— YOUR GOAL —
Look through the lines below; wherever the word "green" appears, copy that line.

Extracted records:
---
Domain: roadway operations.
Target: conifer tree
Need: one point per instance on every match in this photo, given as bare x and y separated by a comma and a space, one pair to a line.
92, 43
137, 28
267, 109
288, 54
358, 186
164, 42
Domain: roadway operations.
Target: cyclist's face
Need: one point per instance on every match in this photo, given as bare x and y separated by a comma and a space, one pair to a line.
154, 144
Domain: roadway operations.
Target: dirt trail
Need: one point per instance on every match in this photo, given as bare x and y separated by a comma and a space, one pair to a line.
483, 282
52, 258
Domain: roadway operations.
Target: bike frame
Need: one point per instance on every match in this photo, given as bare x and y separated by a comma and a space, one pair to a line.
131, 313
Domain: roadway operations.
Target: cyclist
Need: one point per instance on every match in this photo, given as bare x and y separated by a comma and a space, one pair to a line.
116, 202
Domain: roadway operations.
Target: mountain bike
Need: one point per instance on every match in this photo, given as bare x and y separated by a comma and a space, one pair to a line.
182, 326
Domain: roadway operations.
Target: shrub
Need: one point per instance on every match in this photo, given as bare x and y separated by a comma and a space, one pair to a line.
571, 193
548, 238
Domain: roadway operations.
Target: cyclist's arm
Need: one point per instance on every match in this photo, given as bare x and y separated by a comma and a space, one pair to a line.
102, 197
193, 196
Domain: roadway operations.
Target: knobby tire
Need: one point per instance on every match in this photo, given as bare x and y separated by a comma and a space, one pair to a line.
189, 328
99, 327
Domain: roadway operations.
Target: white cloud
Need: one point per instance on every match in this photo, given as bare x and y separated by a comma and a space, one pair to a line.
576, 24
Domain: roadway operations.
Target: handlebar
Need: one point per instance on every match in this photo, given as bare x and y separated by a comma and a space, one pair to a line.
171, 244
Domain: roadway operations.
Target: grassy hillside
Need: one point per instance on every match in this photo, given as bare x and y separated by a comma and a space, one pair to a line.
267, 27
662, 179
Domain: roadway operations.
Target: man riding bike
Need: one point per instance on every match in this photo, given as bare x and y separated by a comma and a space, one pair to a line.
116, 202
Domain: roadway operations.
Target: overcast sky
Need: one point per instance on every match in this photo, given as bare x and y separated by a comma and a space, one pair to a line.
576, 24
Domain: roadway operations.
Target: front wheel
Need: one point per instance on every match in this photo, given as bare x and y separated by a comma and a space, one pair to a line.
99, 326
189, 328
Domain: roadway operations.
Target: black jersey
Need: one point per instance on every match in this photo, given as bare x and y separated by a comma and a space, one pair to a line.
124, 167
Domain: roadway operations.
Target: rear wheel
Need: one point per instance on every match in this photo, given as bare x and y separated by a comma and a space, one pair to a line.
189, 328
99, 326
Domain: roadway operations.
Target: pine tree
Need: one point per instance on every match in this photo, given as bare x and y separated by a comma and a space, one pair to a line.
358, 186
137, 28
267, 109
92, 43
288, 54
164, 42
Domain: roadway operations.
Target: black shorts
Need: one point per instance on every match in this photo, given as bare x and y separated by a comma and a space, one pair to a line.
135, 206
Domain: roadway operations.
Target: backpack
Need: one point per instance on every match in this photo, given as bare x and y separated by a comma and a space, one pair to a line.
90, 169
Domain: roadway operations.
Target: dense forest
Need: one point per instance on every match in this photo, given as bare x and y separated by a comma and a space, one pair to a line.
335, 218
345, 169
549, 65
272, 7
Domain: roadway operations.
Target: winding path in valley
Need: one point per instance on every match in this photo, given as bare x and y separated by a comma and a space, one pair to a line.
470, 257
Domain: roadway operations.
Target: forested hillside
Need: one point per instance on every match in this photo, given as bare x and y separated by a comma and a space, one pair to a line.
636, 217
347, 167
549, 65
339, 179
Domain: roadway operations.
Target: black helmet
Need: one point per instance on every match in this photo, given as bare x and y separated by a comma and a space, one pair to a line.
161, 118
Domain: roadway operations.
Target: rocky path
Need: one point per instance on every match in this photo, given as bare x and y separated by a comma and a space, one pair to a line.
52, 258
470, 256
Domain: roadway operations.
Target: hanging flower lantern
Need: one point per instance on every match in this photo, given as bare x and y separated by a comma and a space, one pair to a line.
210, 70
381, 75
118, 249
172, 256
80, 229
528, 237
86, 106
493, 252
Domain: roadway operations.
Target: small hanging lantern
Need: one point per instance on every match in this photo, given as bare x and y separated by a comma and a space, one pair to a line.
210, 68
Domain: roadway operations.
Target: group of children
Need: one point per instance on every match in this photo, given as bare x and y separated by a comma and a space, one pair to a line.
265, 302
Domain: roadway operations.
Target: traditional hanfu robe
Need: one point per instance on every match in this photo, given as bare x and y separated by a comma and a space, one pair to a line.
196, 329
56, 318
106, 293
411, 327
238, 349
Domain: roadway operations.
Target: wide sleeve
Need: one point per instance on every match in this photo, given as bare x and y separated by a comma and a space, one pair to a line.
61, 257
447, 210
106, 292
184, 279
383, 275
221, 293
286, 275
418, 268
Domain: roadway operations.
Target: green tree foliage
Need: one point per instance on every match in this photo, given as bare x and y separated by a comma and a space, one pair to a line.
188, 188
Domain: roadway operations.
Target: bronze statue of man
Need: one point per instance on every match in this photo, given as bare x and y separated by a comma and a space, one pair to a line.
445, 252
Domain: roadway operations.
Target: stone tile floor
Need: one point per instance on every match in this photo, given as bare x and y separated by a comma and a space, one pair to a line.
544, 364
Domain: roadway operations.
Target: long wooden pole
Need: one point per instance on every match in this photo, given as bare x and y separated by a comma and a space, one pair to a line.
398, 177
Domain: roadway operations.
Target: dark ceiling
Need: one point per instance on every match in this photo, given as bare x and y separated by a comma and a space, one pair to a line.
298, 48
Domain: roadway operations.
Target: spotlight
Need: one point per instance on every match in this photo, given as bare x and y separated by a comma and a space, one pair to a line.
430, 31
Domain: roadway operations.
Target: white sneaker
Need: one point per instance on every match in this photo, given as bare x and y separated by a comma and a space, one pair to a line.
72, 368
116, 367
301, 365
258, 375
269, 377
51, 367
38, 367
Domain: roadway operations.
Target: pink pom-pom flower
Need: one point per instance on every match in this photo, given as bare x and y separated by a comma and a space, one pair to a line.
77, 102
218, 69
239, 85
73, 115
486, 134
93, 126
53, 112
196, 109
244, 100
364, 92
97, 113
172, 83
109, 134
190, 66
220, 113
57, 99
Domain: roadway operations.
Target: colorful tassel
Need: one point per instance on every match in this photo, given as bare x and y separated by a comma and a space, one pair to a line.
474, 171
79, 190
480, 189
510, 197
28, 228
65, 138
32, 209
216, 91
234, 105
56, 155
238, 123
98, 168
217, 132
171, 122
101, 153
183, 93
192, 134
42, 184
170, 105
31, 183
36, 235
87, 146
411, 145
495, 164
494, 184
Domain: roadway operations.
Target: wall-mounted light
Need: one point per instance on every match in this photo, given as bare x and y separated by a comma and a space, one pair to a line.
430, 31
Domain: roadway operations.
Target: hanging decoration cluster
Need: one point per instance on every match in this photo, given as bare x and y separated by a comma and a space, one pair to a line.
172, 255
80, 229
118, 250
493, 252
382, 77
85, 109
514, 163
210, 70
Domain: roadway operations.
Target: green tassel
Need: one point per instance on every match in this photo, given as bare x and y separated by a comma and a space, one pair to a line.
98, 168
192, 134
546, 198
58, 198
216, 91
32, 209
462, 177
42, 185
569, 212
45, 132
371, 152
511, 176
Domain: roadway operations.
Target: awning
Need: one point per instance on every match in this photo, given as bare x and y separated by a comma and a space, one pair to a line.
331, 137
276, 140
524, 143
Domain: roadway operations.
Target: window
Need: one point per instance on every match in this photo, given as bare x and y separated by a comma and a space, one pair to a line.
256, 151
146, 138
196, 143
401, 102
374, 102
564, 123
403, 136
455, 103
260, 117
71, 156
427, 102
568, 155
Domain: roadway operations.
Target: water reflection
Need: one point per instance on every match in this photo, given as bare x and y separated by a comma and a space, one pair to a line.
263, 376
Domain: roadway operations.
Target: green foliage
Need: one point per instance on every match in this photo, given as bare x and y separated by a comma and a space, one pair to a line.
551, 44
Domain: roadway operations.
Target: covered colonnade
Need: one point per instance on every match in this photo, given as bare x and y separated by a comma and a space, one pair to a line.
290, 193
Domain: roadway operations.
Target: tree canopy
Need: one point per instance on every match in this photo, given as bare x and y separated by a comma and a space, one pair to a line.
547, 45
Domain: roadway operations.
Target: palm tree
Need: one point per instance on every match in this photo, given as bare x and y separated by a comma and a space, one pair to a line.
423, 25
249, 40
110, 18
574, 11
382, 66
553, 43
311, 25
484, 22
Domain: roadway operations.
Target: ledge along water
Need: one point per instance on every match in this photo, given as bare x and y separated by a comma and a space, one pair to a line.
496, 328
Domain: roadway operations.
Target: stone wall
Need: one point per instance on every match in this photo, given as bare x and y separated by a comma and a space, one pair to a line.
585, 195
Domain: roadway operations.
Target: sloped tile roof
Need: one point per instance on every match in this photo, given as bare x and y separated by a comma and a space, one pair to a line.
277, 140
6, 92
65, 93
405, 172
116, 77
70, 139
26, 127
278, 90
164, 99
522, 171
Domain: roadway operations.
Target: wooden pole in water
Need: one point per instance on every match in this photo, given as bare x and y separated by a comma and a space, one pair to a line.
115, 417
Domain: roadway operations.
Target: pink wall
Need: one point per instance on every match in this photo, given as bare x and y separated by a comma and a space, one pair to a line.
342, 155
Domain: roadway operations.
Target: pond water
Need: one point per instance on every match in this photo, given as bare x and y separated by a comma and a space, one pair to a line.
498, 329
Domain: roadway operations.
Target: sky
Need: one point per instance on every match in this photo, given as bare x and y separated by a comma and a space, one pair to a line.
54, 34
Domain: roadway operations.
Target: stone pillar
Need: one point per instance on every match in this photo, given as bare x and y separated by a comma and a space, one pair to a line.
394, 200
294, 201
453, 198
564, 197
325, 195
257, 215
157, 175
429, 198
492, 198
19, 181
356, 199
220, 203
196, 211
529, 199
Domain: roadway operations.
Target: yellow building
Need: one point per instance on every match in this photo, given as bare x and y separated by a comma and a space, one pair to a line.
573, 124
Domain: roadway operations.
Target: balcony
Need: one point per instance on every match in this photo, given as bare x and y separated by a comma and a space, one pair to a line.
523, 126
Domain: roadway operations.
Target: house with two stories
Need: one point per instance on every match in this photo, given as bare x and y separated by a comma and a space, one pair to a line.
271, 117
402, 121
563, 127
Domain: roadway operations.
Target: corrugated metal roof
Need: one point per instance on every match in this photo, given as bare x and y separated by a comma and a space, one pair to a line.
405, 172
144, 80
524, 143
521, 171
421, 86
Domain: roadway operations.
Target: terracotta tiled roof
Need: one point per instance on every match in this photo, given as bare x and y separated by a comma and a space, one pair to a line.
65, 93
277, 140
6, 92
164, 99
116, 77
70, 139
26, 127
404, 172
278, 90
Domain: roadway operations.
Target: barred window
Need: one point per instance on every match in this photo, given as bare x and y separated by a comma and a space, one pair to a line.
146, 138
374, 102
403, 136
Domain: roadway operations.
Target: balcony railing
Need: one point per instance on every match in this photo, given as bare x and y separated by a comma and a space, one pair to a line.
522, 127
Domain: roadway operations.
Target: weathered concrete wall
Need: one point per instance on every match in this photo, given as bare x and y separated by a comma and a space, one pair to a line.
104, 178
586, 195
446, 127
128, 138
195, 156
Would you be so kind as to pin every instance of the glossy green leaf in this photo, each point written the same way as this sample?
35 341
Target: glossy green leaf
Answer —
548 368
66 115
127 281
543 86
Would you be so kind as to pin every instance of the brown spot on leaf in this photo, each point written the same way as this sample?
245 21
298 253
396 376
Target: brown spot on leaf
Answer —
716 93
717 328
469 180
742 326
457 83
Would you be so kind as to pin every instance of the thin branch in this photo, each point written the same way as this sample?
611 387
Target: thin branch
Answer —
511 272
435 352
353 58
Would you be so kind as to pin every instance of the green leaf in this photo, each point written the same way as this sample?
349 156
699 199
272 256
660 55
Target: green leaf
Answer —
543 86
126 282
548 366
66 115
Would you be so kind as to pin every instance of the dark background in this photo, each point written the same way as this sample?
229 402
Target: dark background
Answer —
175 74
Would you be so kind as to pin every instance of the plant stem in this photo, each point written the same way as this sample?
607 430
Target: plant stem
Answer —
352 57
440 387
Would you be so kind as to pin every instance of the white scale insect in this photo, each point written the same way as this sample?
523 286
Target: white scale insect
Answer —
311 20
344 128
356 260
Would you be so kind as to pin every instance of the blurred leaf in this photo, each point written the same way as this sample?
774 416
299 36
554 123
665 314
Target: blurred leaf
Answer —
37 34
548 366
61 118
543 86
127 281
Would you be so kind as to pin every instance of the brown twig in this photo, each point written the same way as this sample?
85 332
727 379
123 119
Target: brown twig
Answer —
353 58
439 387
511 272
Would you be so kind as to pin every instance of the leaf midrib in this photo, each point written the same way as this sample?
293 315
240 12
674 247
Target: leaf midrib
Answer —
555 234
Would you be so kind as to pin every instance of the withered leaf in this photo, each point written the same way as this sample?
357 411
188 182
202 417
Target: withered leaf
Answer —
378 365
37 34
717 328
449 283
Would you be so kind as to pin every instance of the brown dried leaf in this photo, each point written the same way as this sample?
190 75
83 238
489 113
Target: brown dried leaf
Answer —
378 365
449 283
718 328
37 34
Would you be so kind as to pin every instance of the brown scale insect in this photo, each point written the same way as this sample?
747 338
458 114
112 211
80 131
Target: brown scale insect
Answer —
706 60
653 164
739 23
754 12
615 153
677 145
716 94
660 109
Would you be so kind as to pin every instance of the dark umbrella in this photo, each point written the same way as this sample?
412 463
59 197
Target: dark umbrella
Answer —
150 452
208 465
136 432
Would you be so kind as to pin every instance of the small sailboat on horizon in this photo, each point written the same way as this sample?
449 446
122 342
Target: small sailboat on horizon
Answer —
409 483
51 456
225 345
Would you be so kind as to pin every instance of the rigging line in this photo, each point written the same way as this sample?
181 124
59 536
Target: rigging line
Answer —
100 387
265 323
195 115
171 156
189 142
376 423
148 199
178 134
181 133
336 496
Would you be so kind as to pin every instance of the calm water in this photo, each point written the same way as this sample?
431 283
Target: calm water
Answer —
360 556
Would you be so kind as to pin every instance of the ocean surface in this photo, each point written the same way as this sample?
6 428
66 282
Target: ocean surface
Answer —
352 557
---
— RESULT FOR THIS TASK —
Target: green tree foliage
Target: green tassel
Target: green foliage
Would you be so kind as to pin every instance of the glossy green leaf in this photo, each point written the same way as this sample?
Target: glossy green leaf
Would you be so kind as to pin every instance of the green leaf in this photo, each point written the same way as this sample?
Target: green leaf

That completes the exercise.